Exercise description
Please output exactly the part of the records below that opens with the line containing "target | suburban street" and closes with the line containing "target | large white roof building", both lines included, and nothing else.

Exercise data
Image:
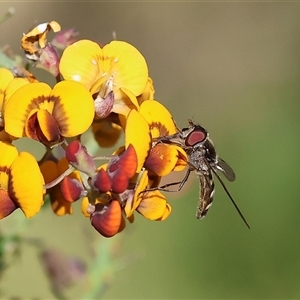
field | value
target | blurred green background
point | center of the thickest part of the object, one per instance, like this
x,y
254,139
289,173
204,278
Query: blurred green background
x,y
235,69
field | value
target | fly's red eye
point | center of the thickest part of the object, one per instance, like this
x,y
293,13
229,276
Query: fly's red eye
x,y
195,137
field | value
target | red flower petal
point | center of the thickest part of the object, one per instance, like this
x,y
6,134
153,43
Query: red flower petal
x,y
102,181
71,189
107,220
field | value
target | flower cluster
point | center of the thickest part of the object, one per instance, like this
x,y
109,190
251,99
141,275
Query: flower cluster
x,y
101,89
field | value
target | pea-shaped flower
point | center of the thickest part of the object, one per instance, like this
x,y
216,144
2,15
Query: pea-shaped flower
x,y
48,115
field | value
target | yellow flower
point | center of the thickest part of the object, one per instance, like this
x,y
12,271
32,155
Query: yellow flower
x,y
36,39
48,115
118,67
21,182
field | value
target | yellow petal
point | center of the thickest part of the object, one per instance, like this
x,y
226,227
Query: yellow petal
x,y
84,205
20,105
49,170
158,117
137,133
8,155
128,66
74,109
80,62
13,86
26,184
153,205
162,159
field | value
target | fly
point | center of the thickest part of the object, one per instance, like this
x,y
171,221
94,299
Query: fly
x,y
205,162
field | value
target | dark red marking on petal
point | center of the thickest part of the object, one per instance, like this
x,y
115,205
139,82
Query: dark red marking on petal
x,y
107,220
71,189
102,181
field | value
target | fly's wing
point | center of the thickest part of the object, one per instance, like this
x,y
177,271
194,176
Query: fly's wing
x,y
227,171
207,191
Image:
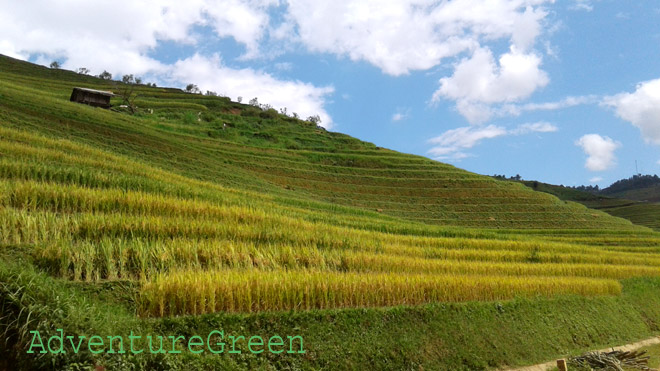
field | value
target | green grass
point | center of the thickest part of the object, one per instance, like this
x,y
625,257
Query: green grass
x,y
375,257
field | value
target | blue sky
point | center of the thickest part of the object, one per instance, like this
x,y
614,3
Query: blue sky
x,y
566,92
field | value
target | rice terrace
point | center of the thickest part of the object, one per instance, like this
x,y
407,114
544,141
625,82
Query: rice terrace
x,y
157,228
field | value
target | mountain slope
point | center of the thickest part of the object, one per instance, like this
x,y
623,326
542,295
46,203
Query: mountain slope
x,y
240,146
639,212
198,214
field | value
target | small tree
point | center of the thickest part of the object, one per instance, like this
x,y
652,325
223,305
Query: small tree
x,y
105,75
316,119
128,79
193,89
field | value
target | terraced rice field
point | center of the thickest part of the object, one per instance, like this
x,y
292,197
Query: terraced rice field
x,y
272,213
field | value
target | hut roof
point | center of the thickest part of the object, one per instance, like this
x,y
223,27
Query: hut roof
x,y
101,92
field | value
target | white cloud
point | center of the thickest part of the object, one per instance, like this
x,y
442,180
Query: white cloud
x,y
582,5
302,98
517,109
402,36
118,36
600,151
452,144
536,127
641,108
479,81
401,114
398,117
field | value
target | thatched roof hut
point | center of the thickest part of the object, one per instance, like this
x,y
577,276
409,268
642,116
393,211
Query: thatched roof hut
x,y
96,98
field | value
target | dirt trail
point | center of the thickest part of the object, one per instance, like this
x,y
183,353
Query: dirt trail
x,y
625,348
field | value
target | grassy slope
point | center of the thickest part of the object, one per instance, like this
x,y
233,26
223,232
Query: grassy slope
x,y
629,205
298,174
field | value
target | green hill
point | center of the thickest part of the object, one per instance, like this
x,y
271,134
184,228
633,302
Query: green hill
x,y
198,213
644,188
621,201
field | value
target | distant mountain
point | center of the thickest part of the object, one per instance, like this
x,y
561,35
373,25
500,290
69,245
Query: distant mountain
x,y
636,198
638,187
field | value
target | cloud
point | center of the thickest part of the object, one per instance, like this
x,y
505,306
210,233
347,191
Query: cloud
x,y
403,36
451,145
600,151
517,109
302,98
537,127
641,108
478,82
585,5
398,117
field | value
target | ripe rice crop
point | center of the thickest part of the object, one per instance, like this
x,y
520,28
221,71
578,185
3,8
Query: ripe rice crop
x,y
192,292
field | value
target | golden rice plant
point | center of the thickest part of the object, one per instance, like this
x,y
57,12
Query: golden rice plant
x,y
195,292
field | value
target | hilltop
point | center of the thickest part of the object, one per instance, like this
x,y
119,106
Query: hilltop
x,y
196,213
632,198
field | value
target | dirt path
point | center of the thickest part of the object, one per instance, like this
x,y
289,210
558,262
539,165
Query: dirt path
x,y
625,348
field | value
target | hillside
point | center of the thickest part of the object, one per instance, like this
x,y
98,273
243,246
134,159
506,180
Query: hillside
x,y
613,200
199,213
644,188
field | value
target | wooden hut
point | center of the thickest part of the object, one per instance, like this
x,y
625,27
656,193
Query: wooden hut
x,y
96,98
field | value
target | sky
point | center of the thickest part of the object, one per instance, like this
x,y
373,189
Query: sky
x,y
564,92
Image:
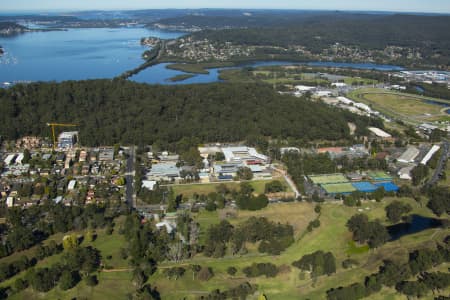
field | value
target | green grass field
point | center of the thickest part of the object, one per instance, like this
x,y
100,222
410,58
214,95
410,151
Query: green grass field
x,y
332,235
338,188
328,178
379,175
410,108
188,190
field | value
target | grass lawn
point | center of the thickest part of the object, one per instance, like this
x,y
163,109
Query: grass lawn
x,y
112,285
332,236
30,252
330,178
188,190
338,188
358,80
404,104
410,108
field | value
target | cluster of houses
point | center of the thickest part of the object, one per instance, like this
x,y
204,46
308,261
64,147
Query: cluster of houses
x,y
76,173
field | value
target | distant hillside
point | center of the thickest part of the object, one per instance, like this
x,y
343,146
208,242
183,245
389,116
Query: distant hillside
x,y
10,28
407,40
374,32
251,19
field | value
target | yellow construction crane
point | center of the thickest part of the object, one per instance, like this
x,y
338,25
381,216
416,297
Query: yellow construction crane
x,y
53,125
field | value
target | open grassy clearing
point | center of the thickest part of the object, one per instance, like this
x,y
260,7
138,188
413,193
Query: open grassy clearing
x,y
404,104
339,188
30,252
330,178
410,108
332,236
188,190
112,285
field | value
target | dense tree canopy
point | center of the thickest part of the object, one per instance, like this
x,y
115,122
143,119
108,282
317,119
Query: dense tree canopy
x,y
110,112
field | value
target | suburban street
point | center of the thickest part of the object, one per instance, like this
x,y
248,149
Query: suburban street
x,y
129,196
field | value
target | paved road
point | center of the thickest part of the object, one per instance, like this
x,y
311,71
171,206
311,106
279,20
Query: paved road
x,y
441,164
129,194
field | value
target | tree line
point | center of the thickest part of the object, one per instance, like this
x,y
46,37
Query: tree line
x,y
120,111
397,275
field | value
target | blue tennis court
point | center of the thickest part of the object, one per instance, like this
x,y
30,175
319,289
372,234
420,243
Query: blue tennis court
x,y
388,186
365,187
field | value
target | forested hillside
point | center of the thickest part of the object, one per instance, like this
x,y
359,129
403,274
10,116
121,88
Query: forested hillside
x,y
122,111
368,33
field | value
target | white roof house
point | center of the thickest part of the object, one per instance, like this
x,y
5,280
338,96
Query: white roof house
x,y
379,133
170,227
305,88
339,84
71,185
9,159
405,173
345,100
430,154
363,106
10,201
149,184
19,158
409,155
239,154
323,93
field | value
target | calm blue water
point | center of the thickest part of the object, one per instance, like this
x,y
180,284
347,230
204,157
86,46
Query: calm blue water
x,y
158,74
363,66
74,54
93,53
415,224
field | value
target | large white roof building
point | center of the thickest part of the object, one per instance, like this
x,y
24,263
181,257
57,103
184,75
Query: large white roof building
x,y
240,154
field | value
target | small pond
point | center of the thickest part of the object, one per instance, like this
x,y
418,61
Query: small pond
x,y
414,224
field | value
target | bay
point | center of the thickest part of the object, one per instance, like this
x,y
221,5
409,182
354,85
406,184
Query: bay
x,y
75,54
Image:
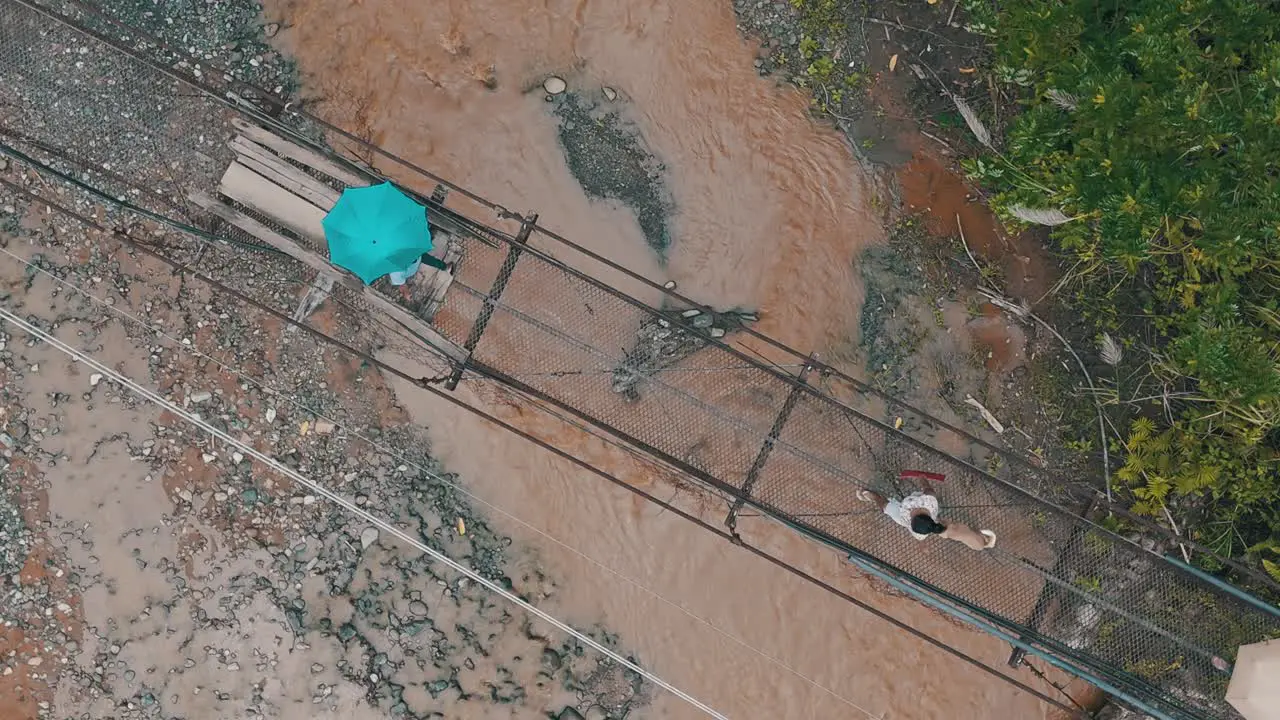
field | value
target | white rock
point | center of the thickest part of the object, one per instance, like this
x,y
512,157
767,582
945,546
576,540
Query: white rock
x,y
554,85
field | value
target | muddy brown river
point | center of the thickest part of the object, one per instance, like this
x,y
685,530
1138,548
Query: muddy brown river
x,y
771,212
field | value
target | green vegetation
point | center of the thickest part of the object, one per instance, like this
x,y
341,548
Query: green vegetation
x,y
1150,142
823,22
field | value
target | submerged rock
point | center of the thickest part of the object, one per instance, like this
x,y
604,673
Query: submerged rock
x,y
554,85
668,338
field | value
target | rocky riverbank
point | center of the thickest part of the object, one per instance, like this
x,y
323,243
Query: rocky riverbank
x,y
146,570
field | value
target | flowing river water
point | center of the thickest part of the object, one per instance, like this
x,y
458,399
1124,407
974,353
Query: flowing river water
x,y
771,212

Task output
target | suburban street
point | center of the thickest part of the object, one per instance, like this
x,y
248,149
Query: suburban street
x,y
129,196
field | value
target | paved road
point | center of the thickest part of the object, one per instance, like this
x,y
311,71
171,206
311,106
279,20
Query: paved road
x,y
441,164
129,194
field | value
target | tree line
point | center of the thickest part of the object, one per instance, like this
x,y
46,37
Query: tree line
x,y
120,111
397,275
field | value
target | blue tennis court
point | center of the thickest part of the object, one per instance, like this
x,y
30,175
319,289
372,234
420,243
Query: blue tennis court
x,y
388,186
365,187
field | value
target | forested hillside
point | center of the thickest part of the object, one per instance, like this
x,y
359,129
403,274
10,116
121,88
Query: forested hillside
x,y
122,111
368,33
field | value
target | white roof house
point | center of the thickest part of the object, one per instance, like this
x,y
5,280
338,96
Query: white roof house
x,y
379,133
170,227
305,88
339,84
71,185
9,159
405,173
345,100
430,154
363,106
10,201
149,184
19,158
409,155
239,154
323,93
field | value
target | calm blue water
point | center of the thickest part of the object, one per instance, like this
x,y
180,284
347,230
204,157
86,46
Query: calm blue water
x,y
158,74
363,66
74,54
93,53
415,224
field | value
target | large white roof building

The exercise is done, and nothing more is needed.